» WHAT YOU WILL DO: After finding the line with "Query: stone wall" in the data below, set down exactly each line through the one with "Could you spot the triangular", inclusive, and stop there.

Stored data entries:
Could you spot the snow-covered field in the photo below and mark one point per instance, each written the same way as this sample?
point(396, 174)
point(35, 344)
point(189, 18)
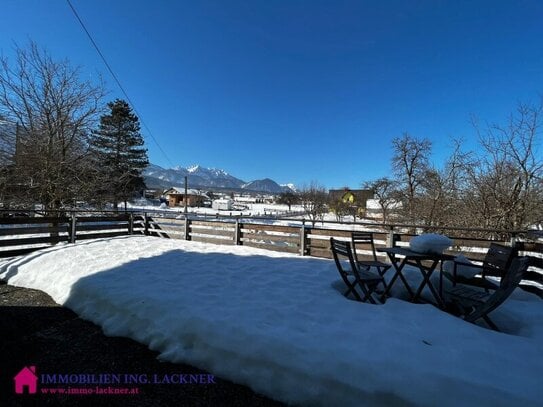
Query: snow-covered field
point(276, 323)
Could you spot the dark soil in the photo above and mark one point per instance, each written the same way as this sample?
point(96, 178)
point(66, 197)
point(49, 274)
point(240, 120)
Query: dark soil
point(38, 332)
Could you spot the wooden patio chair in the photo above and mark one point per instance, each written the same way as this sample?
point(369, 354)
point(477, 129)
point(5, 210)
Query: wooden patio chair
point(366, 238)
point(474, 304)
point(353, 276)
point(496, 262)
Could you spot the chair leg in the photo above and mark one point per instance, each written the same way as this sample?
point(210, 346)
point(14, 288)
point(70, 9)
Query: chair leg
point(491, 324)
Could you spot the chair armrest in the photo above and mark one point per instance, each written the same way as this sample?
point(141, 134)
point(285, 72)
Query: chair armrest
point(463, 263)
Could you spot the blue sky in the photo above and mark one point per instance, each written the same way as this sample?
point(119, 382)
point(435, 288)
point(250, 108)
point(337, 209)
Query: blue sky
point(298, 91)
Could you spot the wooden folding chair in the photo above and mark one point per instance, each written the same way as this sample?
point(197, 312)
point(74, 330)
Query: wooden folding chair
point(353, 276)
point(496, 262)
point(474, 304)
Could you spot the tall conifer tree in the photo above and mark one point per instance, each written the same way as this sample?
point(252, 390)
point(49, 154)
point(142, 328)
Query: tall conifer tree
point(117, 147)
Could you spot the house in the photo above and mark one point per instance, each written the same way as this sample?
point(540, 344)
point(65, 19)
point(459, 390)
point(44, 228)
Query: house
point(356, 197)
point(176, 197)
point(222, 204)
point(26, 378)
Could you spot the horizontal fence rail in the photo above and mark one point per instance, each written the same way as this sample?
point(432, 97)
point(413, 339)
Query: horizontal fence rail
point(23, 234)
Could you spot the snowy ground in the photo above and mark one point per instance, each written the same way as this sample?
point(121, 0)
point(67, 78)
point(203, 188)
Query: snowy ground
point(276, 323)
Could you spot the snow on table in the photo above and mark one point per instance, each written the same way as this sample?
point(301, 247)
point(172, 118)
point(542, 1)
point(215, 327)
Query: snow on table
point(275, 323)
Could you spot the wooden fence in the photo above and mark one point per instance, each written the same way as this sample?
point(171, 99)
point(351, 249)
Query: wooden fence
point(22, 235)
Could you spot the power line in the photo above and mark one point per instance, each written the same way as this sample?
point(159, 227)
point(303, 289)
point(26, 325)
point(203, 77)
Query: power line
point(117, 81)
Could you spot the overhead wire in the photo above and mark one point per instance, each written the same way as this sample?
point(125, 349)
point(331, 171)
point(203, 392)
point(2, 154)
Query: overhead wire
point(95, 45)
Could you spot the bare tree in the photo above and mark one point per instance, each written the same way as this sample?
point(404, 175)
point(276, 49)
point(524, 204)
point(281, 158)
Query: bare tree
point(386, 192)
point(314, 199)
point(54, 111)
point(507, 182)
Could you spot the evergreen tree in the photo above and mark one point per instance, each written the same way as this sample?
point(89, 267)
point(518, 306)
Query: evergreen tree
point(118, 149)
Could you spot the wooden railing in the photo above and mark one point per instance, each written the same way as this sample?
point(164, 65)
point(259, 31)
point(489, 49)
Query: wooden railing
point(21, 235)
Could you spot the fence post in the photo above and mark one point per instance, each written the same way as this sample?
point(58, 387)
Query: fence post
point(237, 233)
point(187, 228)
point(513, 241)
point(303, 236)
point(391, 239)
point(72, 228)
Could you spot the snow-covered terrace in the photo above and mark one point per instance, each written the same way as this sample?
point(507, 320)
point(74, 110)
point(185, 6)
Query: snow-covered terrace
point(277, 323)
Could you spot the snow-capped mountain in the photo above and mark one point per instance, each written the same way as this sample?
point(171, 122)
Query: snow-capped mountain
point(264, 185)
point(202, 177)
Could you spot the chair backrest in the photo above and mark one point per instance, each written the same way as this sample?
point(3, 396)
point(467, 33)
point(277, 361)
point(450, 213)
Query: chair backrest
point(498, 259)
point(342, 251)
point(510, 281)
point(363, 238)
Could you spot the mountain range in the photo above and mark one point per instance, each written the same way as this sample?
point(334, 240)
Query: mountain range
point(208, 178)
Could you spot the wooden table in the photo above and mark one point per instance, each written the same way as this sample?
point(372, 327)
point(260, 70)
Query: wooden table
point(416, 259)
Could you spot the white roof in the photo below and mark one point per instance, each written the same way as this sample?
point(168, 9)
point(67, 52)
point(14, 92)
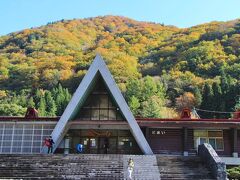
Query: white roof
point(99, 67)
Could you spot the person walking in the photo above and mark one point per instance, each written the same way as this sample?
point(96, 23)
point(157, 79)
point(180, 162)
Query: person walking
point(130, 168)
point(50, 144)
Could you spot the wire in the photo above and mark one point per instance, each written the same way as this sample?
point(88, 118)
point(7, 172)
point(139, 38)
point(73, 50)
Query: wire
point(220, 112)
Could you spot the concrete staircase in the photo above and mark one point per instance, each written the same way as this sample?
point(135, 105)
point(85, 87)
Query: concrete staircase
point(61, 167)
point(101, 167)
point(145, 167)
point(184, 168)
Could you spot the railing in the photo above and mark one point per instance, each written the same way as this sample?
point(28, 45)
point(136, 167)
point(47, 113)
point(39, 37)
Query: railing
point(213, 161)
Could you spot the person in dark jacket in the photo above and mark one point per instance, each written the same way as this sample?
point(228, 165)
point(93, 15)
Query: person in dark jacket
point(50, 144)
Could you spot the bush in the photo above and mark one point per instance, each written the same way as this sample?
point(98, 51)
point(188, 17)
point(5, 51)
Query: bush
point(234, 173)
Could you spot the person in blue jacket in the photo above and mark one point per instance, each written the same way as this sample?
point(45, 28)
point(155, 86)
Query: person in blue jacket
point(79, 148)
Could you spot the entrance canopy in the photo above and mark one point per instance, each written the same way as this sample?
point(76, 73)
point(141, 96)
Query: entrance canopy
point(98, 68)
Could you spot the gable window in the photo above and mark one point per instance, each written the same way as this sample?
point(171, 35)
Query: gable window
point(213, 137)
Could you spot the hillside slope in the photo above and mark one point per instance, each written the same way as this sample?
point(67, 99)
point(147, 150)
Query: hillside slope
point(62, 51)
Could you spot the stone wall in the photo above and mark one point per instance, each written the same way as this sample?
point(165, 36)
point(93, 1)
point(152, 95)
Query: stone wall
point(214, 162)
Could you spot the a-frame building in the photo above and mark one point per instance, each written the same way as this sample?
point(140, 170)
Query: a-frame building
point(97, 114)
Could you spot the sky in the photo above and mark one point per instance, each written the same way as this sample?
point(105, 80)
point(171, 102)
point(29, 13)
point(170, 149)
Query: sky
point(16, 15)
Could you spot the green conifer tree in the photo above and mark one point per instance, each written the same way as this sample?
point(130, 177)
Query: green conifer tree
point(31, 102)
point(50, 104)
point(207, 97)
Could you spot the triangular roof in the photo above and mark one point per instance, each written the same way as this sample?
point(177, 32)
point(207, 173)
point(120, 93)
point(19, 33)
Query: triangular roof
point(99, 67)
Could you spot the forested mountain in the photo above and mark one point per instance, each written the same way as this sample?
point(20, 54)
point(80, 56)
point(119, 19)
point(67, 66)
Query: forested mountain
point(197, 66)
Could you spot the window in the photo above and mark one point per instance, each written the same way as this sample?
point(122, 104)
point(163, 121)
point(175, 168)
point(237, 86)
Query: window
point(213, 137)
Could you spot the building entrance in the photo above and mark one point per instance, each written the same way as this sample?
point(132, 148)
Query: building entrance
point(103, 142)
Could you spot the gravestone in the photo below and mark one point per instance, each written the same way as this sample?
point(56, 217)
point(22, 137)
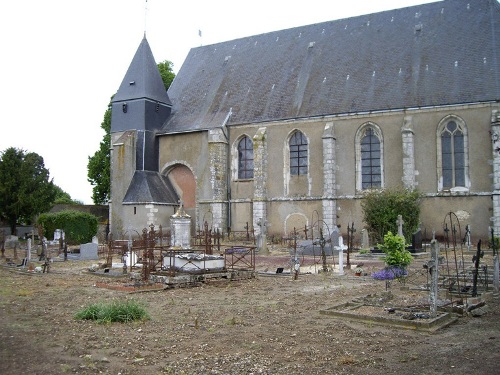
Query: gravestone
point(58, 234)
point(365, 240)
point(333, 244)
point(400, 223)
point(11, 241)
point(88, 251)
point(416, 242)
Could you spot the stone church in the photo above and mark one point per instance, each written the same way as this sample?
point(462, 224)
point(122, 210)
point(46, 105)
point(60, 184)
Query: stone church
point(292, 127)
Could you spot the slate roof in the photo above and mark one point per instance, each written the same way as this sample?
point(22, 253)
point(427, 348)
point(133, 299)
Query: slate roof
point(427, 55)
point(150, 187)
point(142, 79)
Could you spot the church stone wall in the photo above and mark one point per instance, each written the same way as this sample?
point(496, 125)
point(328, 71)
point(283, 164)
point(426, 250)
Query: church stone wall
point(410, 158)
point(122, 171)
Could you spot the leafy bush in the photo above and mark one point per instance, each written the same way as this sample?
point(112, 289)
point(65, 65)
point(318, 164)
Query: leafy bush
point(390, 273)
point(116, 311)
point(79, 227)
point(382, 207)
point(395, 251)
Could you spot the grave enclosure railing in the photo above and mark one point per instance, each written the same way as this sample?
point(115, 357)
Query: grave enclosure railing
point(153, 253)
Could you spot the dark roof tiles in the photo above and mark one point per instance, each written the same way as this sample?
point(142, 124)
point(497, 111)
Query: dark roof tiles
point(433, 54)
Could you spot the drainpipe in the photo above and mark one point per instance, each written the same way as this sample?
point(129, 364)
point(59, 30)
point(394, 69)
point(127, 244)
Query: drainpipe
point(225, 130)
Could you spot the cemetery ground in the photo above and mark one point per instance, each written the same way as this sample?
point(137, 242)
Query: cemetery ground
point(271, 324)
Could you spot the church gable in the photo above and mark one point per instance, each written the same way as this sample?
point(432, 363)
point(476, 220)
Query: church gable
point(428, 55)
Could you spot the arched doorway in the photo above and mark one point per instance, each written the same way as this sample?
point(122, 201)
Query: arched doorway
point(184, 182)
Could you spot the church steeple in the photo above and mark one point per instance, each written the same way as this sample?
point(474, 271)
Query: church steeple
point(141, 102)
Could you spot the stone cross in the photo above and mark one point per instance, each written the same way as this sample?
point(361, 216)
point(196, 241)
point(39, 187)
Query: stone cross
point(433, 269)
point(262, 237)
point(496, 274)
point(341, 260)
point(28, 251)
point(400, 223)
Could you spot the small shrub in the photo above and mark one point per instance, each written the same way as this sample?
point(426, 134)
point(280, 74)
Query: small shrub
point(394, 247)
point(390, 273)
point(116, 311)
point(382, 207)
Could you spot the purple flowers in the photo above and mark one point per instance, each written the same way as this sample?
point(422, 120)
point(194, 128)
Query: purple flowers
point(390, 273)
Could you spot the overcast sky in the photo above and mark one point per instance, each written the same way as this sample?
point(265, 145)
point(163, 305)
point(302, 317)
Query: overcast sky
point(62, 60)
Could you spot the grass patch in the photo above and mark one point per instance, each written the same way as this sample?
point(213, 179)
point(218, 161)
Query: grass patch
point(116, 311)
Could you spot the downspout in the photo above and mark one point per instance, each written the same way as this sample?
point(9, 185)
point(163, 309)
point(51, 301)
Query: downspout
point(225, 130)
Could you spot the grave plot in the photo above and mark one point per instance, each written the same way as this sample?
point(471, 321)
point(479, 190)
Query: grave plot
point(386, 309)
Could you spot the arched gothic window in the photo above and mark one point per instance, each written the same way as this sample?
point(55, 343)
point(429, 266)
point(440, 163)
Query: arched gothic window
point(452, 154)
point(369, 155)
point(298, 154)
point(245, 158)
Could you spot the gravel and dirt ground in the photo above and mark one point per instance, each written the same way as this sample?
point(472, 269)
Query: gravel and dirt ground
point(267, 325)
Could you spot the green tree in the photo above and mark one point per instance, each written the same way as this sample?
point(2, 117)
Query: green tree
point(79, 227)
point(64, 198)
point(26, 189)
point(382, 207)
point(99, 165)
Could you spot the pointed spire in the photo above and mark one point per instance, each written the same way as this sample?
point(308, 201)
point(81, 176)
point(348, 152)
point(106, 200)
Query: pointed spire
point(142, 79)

* * *

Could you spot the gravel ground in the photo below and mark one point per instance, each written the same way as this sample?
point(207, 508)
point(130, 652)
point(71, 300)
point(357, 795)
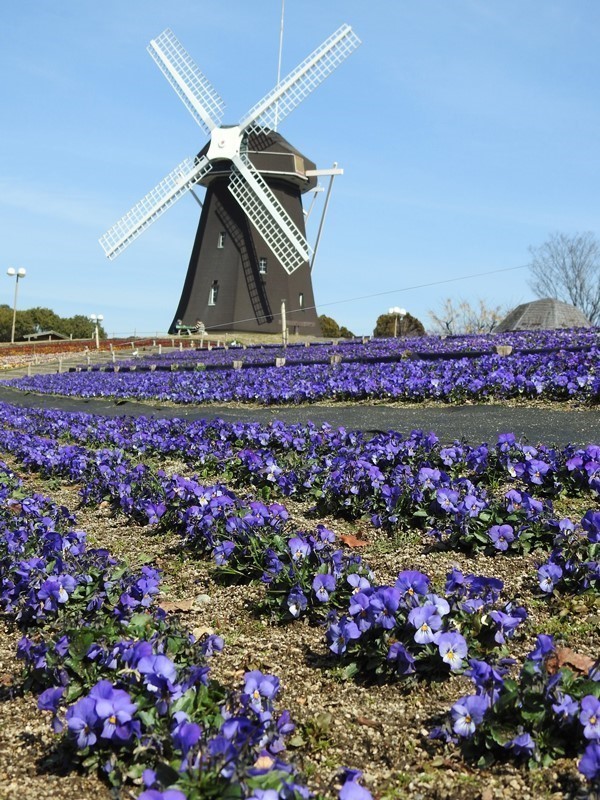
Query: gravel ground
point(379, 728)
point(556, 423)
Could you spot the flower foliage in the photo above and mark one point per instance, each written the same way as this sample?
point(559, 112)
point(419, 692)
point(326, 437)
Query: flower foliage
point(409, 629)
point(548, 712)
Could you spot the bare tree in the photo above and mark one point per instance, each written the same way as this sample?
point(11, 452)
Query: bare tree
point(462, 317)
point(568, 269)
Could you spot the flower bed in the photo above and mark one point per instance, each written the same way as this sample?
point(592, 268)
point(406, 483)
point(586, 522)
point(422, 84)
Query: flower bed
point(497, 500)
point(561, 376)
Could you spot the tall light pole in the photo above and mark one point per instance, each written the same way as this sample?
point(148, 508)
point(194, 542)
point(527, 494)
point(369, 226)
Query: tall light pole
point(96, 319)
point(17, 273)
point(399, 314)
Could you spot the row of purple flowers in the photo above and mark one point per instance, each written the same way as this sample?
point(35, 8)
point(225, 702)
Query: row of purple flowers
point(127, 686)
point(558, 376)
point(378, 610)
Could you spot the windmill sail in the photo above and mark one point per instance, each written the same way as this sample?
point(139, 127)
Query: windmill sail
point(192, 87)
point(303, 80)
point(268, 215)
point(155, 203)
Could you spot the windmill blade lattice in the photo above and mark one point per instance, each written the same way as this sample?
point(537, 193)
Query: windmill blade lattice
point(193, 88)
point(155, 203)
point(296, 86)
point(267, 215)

» RESPONSE BOX:
Query: stone wall
point(214, 162)
Could you spot the a-frame building in the photo above and mark one point per instance, each written the same way as this sample?
point(140, 170)
Query: a-frame building
point(97, 114)
Could you spot the sky in the photo above and mark one point per instance, each written the same way as this sample?
point(105, 80)
point(171, 102)
point(29, 13)
point(170, 149)
Query: sky
point(16, 15)
Could you spot the green conifer tree in the photo above and mark one point per instance, each written the same way as this sample?
point(130, 177)
Query: green conifer tree
point(31, 102)
point(50, 104)
point(207, 97)
Could you spot the triangular roof in the photo above and mark one point per instance, each written the same way as this sample?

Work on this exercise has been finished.